### Supplied entries
#####
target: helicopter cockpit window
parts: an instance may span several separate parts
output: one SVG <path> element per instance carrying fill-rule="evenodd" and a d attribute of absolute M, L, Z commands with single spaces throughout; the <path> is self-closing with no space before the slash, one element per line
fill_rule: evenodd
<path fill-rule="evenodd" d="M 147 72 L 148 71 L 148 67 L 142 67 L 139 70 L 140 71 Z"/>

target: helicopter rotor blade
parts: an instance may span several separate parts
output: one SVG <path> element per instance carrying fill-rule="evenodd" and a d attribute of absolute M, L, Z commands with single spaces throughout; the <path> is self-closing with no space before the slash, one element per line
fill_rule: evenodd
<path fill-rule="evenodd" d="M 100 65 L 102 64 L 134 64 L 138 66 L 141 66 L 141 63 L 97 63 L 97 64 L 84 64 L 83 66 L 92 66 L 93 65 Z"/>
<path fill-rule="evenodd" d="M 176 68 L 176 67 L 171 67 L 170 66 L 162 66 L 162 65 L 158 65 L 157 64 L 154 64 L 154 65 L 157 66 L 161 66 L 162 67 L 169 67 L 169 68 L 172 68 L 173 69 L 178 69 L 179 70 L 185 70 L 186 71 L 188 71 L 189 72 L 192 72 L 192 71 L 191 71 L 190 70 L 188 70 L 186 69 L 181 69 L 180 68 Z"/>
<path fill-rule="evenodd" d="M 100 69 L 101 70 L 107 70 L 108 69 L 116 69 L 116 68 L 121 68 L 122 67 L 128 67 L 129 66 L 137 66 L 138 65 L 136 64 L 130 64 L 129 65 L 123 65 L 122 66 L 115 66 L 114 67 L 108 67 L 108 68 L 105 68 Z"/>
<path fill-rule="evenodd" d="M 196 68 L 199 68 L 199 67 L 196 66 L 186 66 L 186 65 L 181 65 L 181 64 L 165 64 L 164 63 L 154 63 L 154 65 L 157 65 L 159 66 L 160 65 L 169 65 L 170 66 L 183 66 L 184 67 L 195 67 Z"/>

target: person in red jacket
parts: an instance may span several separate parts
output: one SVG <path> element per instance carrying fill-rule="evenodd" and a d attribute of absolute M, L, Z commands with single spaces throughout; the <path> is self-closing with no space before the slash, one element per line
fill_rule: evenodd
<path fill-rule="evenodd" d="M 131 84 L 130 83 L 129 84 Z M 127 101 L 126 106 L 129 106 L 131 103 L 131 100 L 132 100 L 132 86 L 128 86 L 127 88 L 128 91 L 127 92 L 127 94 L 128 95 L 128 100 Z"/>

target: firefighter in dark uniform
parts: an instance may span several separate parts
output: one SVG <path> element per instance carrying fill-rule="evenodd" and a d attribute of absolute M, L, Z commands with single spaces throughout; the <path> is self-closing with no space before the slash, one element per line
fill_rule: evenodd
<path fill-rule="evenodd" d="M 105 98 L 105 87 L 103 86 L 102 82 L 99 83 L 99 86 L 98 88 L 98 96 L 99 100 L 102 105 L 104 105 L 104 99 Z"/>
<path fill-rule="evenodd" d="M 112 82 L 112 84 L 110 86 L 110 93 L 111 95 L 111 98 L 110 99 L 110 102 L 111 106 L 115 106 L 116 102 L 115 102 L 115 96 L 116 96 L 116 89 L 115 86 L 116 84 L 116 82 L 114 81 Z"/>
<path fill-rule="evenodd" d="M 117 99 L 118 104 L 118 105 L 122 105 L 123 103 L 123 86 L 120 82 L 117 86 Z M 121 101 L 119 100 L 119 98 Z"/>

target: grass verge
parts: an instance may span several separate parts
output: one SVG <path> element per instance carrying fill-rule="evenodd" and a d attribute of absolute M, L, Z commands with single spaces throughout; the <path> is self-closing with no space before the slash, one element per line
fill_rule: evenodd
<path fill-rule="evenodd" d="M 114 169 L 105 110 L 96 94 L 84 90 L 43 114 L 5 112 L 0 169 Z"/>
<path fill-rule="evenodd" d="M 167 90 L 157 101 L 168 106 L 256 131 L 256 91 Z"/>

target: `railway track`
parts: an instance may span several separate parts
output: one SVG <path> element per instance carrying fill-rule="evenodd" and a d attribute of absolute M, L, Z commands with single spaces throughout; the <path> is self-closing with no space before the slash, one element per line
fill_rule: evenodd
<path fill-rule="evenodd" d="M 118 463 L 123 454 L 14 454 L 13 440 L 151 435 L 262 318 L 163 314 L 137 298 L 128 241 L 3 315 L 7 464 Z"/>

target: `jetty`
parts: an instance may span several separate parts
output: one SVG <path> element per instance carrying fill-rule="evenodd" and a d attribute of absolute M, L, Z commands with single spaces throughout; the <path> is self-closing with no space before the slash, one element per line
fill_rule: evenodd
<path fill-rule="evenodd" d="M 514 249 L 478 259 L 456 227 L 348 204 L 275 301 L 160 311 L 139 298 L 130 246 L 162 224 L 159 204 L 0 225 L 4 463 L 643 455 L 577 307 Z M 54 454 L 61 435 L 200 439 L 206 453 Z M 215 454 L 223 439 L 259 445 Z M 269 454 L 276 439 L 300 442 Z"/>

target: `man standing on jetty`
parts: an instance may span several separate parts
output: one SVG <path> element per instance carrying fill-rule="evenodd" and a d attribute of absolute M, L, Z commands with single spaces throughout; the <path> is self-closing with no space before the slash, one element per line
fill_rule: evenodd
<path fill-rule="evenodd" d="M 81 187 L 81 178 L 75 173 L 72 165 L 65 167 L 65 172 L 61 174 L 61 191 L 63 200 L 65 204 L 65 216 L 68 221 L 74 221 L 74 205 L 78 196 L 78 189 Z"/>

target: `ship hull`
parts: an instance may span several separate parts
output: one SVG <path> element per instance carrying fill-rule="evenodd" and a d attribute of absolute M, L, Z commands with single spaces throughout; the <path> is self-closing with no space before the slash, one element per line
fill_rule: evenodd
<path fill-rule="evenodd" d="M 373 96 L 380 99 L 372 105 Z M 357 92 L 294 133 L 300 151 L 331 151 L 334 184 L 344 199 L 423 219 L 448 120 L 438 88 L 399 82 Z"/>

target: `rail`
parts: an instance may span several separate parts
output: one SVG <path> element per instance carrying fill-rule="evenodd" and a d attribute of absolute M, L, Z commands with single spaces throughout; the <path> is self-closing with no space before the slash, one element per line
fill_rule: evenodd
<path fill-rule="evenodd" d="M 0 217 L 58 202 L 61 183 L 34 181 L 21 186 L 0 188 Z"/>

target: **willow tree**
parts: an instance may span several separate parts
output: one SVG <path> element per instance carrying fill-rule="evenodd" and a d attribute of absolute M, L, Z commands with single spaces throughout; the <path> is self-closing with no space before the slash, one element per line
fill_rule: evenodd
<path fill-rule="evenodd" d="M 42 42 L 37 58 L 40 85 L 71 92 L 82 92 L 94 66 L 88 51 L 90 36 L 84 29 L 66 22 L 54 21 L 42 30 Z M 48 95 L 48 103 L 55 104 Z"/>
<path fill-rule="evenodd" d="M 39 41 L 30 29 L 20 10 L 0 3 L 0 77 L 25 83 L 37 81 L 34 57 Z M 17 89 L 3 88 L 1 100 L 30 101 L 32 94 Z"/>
#####
### What you will do
Rewrite all of the material above, changing every "separate" to "disjoint" and leaving everything else as it is.

### Result for this task
target: helicopter cockpit window
parts: an instance may span several disjoint parts
output: one SVG <path> element per instance carrying fill-rule="evenodd" and a d attribute of absolute M, L, Z commands with single spaces throughout; the <path> is self-closing with no space before the slash, one element per line
fill_rule: evenodd
<path fill-rule="evenodd" d="M 147 72 L 148 71 L 148 67 L 142 67 L 139 70 L 140 71 Z"/>

target: helicopter rotor blade
parts: an instance may span several disjoint parts
output: one SVG <path> element per instance carrying fill-rule="evenodd" and a d attribute of absolute M, L, Z commands with single spaces throughout; the <path> is self-closing with no space before the slash, one element per line
fill_rule: evenodd
<path fill-rule="evenodd" d="M 100 65 L 102 64 L 134 64 L 138 66 L 141 66 L 141 63 L 97 63 L 97 64 L 84 64 L 83 66 L 92 66 L 93 65 Z"/>
<path fill-rule="evenodd" d="M 176 68 L 176 67 L 171 67 L 170 66 L 162 66 L 162 65 L 158 65 L 157 64 L 154 64 L 154 65 L 157 66 L 161 66 L 162 67 L 169 67 L 169 68 L 172 68 L 173 69 L 178 69 L 179 70 L 185 70 L 186 71 L 188 71 L 189 72 L 192 72 L 192 71 L 191 71 L 190 70 L 188 70 L 186 69 L 181 69 L 180 68 Z"/>
<path fill-rule="evenodd" d="M 100 69 L 101 70 L 107 70 L 108 69 L 116 69 L 116 68 L 121 68 L 122 67 L 128 67 L 129 66 L 137 66 L 138 65 L 136 64 L 130 64 L 129 65 L 123 65 L 122 66 L 115 66 L 114 67 L 108 67 L 108 68 L 105 68 Z"/>
<path fill-rule="evenodd" d="M 196 68 L 199 68 L 199 67 L 196 66 L 186 66 L 186 65 L 181 65 L 181 64 L 165 64 L 164 63 L 154 63 L 154 65 L 157 65 L 159 66 L 160 65 L 169 65 L 170 66 L 183 66 L 184 67 L 195 67 Z"/>

target: person in red jacket
parts: an instance may span several disjoint parts
output: one SVG <path> element per instance carrying fill-rule="evenodd" and a d attribute of absolute M, L, Z commands with single spaces throughout; the <path> is self-closing with no space before the slash, one element per line
fill_rule: evenodd
<path fill-rule="evenodd" d="M 131 84 L 130 83 L 129 84 Z M 127 101 L 126 106 L 129 106 L 131 103 L 131 100 L 132 100 L 132 86 L 128 86 L 127 88 L 128 91 L 127 92 L 127 94 L 128 95 L 128 100 Z"/>

target: firefighter in dark uniform
parts: an instance may span several disjoint parts
output: one SVG <path> element per instance carrying fill-rule="evenodd" and a d attribute of absolute M, L, Z commands with single spaces throughout; the <path> is self-closing with no space before the slash, one element per line
fill_rule: evenodd
<path fill-rule="evenodd" d="M 105 98 L 105 87 L 103 86 L 102 82 L 99 83 L 99 86 L 98 88 L 98 96 L 99 100 L 102 105 L 104 105 L 104 99 Z"/>
<path fill-rule="evenodd" d="M 112 82 L 112 84 L 110 86 L 110 93 L 111 95 L 111 98 L 110 99 L 110 102 L 111 106 L 115 106 L 116 102 L 115 102 L 115 96 L 116 96 L 116 89 L 115 86 L 116 84 L 116 82 L 114 81 Z"/>
<path fill-rule="evenodd" d="M 117 99 L 118 104 L 118 105 L 122 105 L 123 103 L 123 86 L 120 82 L 117 86 Z M 121 101 L 119 100 L 119 98 Z"/>

target: grass verge
parts: an instance may span several disjoint parts
output: one SVG <path> element per instance carrying fill-rule="evenodd" and a d attribute of absolute M, L, Z commands with single spaces throughout; the <path> is self-closing with no space before the slash, one element per line
fill_rule: evenodd
<path fill-rule="evenodd" d="M 114 169 L 105 110 L 96 94 L 84 90 L 43 114 L 5 112 L 0 169 Z"/>
<path fill-rule="evenodd" d="M 167 90 L 157 101 L 168 106 L 256 131 L 256 91 Z"/>

target: `railway track`
parts: an instance may span several disjoint parts
output: one SVG <path> element per instance carrying fill-rule="evenodd" and a d attribute of absolute M, L, Z commands with single spaces throughout; the <path> is self-closing with no space before the slash, one element per line
fill_rule: evenodd
<path fill-rule="evenodd" d="M 118 463 L 123 454 L 14 454 L 13 440 L 151 435 L 262 318 L 163 314 L 137 298 L 128 241 L 3 315 L 7 464 Z"/>

target: `jetty`
parts: an instance may span several disjoint parts
output: one SVG <path> element per instance carrying fill-rule="evenodd" and a d attribute of absolute M, L, Z commands with single spaces throughout; the <path> is self-closing with no space before the slash, one element per line
fill_rule: evenodd
<path fill-rule="evenodd" d="M 514 249 L 478 259 L 456 227 L 348 204 L 275 301 L 160 311 L 139 298 L 130 246 L 162 224 L 159 204 L 0 225 L 4 463 L 643 455 L 577 307 Z M 54 454 L 61 435 L 200 439 L 206 453 Z M 215 454 L 223 439 L 259 445 Z M 269 454 L 276 439 L 300 442 Z"/>

target: `man standing on jetty`
parts: an instance may span several disjoint parts
output: one SVG <path> element per instance carrying fill-rule="evenodd" and a d attribute of absolute M, L, Z commands with single spaces throughout; the <path> is self-closing with no space before the slash, one element per line
fill_rule: evenodd
<path fill-rule="evenodd" d="M 81 187 L 81 178 L 75 173 L 72 165 L 65 167 L 65 172 L 61 174 L 61 191 L 63 200 L 65 204 L 65 216 L 68 221 L 74 221 L 74 205 L 78 196 L 78 189 Z"/>

target: `ship hull`
parts: an instance may span several disjoint parts
output: one SVG <path> element per instance carrying fill-rule="evenodd" and a d attribute of absolute M, L, Z commands with single spaces throughout; the <path> is self-closing with no space before the slash, one element per line
fill_rule: evenodd
<path fill-rule="evenodd" d="M 373 96 L 380 99 L 372 105 Z M 357 92 L 294 133 L 300 151 L 331 151 L 334 184 L 344 199 L 423 219 L 448 120 L 438 88 L 399 82 Z"/>

target: `rail`
parts: an instance may span several disjoint parts
output: one SVG <path> element per instance carrying fill-rule="evenodd" and a d attribute of absolute M, L, Z commands with single spaces throughout; the <path> is self-closing with no space before the slash, one element per line
fill_rule: evenodd
<path fill-rule="evenodd" d="M 0 217 L 58 202 L 61 183 L 34 181 L 21 186 L 0 188 Z"/>

target: **willow tree**
parts: an instance may span several disjoint parts
output: one SVG <path> element per instance carrying fill-rule="evenodd" and a d attribute of absolute M, L, Z commands with single spaces throughout; the <path> is self-closing with no space before the slash, one element per line
fill_rule: evenodd
<path fill-rule="evenodd" d="M 42 42 L 37 58 L 40 85 L 71 92 L 82 92 L 94 66 L 88 51 L 90 36 L 84 29 L 66 22 L 54 21 L 42 30 Z M 48 95 L 48 103 L 55 104 Z"/>
<path fill-rule="evenodd" d="M 39 41 L 30 29 L 20 10 L 0 3 L 0 77 L 25 83 L 37 81 L 34 57 Z M 17 89 L 3 88 L 1 100 L 30 101 L 32 94 Z"/>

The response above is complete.